Position annotation records
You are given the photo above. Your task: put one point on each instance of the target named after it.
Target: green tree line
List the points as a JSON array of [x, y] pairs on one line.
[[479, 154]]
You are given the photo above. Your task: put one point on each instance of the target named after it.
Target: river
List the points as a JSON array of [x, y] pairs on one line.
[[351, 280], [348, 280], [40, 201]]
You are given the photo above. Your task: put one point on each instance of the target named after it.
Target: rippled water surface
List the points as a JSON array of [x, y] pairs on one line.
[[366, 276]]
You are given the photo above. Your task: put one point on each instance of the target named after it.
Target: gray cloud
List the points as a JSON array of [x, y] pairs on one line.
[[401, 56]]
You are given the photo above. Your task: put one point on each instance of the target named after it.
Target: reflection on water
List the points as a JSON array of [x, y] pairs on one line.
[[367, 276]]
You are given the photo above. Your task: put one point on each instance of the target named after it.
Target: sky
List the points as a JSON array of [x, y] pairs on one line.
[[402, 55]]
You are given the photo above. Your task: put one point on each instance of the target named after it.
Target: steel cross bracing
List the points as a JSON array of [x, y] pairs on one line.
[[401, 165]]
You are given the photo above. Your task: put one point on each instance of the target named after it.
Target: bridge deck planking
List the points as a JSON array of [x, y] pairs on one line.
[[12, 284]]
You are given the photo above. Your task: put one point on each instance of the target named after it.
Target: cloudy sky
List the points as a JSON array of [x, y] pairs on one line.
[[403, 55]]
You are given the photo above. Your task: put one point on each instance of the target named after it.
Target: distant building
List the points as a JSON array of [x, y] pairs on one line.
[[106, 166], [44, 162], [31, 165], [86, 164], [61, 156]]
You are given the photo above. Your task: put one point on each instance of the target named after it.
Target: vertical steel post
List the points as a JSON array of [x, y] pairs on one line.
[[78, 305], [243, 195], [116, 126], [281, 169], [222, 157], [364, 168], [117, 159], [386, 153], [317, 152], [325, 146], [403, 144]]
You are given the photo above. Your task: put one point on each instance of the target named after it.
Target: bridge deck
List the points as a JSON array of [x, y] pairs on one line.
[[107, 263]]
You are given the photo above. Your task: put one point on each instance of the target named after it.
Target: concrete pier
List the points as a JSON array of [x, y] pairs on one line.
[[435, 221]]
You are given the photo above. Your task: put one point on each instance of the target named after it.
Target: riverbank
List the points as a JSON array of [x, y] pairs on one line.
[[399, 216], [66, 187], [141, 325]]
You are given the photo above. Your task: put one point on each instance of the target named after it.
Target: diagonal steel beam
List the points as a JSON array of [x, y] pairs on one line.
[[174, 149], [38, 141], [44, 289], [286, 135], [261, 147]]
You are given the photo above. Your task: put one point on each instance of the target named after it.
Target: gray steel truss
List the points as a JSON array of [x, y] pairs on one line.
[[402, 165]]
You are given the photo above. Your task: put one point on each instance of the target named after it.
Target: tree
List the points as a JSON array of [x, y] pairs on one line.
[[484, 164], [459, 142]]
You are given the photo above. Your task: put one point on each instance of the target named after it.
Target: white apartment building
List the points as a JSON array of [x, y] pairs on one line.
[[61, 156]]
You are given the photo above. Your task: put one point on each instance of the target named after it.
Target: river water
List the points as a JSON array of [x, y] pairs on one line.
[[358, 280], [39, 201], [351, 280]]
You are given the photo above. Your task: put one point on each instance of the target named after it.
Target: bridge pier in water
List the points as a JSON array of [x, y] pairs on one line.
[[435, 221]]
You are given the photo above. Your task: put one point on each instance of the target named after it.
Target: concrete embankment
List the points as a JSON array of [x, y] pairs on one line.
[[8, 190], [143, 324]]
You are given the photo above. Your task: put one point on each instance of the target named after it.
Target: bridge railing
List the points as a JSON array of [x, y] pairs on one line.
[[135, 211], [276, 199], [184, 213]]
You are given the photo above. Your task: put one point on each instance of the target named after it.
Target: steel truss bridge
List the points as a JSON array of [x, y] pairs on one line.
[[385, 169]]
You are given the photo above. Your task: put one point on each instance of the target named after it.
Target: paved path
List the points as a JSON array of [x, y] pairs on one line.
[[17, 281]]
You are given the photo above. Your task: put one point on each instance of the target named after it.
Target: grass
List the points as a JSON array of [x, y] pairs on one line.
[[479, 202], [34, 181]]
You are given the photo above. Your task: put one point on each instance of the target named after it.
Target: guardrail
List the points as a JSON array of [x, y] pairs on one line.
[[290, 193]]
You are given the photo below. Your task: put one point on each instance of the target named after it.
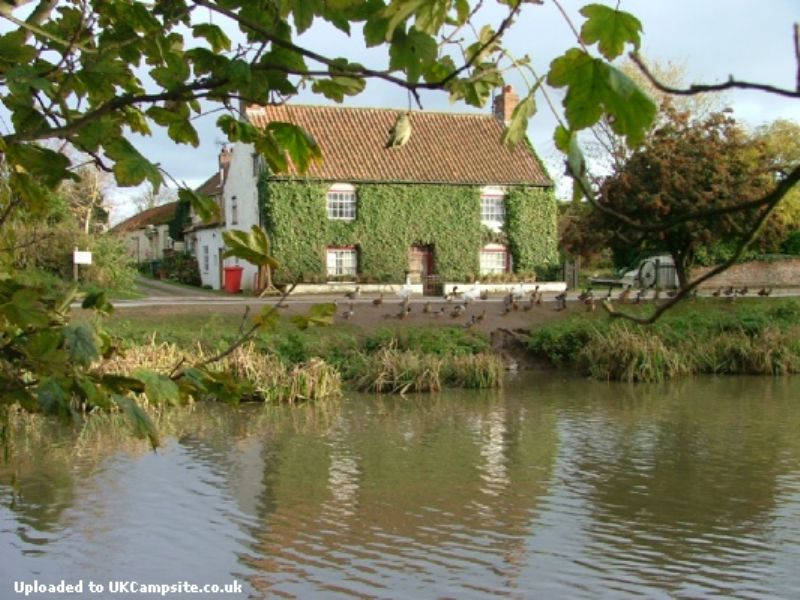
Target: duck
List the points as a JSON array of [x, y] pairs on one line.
[[348, 314]]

YOUR INSTRUCTIONS: Generate a word-for-word copy of the preceding records, excluding all pictures.

EXERCISE OUTPUT:
You are given the photo above. Your task: put one point on each instance of the target named after it.
Target: green tree line
List the points as a JSON array of [x, y] pairs on one line.
[[479, 154]]
You are given the photo above. Your task: put one point on each instance of the target named after it.
Target: river
List the points as a JSON array of [x, y] pairs on one line.
[[351, 280], [348, 280], [40, 201]]
You are given the photo above. Your task: put one point on each instance of the target named after it.
Target: rippled water surface
List the points as a JSON array of [x, y] pairs on one line.
[[366, 276]]
You are given the photo above. Your task: put one point on each instance of the target named after it.
Target: gray cloud
List the points as a JSON array of [x, y] pairs on one line.
[[401, 56]]
You are given the photo above. Your task: put one point on each instance of the target named after it.
Target: reflection on water
List the points as a JSON array of [x, y] pairs on one line.
[[367, 276]]
You are given the photo above. Your task: put one point on each instance of the target named after it.
Target: sky
List the points as a JSON array of [x, y] pairs on one line.
[[402, 55]]
You are given the photo above. Your task: put one point on each instance of the target named after it.
Target: steel cross bracing
List the points as a JSON array of [x, y] pairs on one line.
[[401, 165]]
You are given the photo above. Your task: put one point on each instance of the target named after it.
Target: bridge deck planking
List the points as a JSON array of [x, y] pairs on one line.
[[12, 284]]
You are given the photo above. Your task: put one point on each instance of the target named after it.
Target: cloudy sky
List the points as a JSON array of [x, y] pairs on one line.
[[403, 55]]
You are given the photo above. Your task: put one point on each instance of the target named after it.
Target: distant building
List the points as a JSON array of [x, y] pairs on one line.
[[106, 166], [44, 162], [31, 165], [86, 164], [61, 156]]
You are given the photo above. Your task: put one point on each instance of the target named after it.
Target: vertical steel post
List the points as a JSON array of [x, y] pairs on one line.
[[78, 305], [243, 195], [116, 126], [281, 169], [222, 157], [364, 168], [117, 159], [386, 153], [317, 152], [325, 146], [403, 144]]
You are given the photo above. Your task: put one point on each instance of the target named after it.
Target: bridge deck
List the points as a JSON array of [x, y] pairs on one line.
[[107, 263]]
You are given the photo above. Your task: put one point on each instance of the target named after it.
Target: concrete pier
List the points as a JSON array of [x, y] pairs on one line.
[[435, 221]]
You are given the photo above. Your task: put one point on each instance of the target named after it.
Target: riverbank
List the points as a JSON array of [x, y] pairs on one line.
[[399, 216], [66, 187], [141, 325]]
You are given the photo above. Your task: put one point on each instance of the target named after it.
Target: diagonal steel beam
List the points as a JSON array of [x, y] pairs on one line.
[[174, 149], [38, 141], [44, 289], [286, 135], [261, 147]]
You are given the photo above. Your task: put one point on each instance of the target named after it.
Target: gray steel truss
List the points as a JSON array of [x, y] pairs on one line.
[[402, 165]]
You are given the photo above. Your task: put one point on each instance of the target named after it.
Target: tree
List the points as a JSON array of [x, y] pairs on one line.
[[484, 164], [459, 142]]
You are given the photo above. Your task: put one point on each instance of the target named after it.
Target: white apartment building
List the points as a JSON array of [x, y] pairs on one line.
[[61, 156]]
You are given the photo above. Your task: put one point on each instance of the target named after it.
Target: river water
List the points as a JSON array of [x, y] pairs on one line.
[[358, 280], [39, 201], [351, 280]]
You are given the photo above. Your task: put one point on each instance of the target named after it.
Target: bridge pier in water
List the points as a JSON array of [x, y] pairs on one line.
[[435, 221]]
You are given the photo above. Your task: put one point on each instance of the target named after it.
Target: concrete embankment
List the points as a JSON array of [x, y] pairs on one line.
[[8, 190], [143, 324]]
You are given the photo above. Your task: put one point on each instance of the target named after it.
Target: bridge railing
List the points as a JSON array of [x, y] pairs on one line.
[[135, 211], [276, 199], [184, 213]]
You are given the photo above. Your task: put one point on each instance of the target named after it.
Target: steel truss bridge
List the points as a JSON array of [x, y] pairs on one line.
[[385, 169]]
You are given the photo above. Your task: put one point on each instance of the target named after it.
Target: paved path
List the points as a JSON array of [x, y] pairs on one line.
[[17, 281]]
You are given the photo above. Your task: put one point on each instance of the target named after it.
Target: grass
List the points as a JSON array of [x, y] pairs on one line.
[[479, 202], [34, 181]]
You are given the photo above. Your task: put one point on each instance of the target named after it.
Target: guardrail
List the points as a JSON array of [x, y] pairs on one line.
[[290, 193]]
You are given the photo below. Your task: put one point on each instance of the target named after it.
Target: duck
List the points as a JSON array of [x, y] pairs on one line.
[[348, 314]]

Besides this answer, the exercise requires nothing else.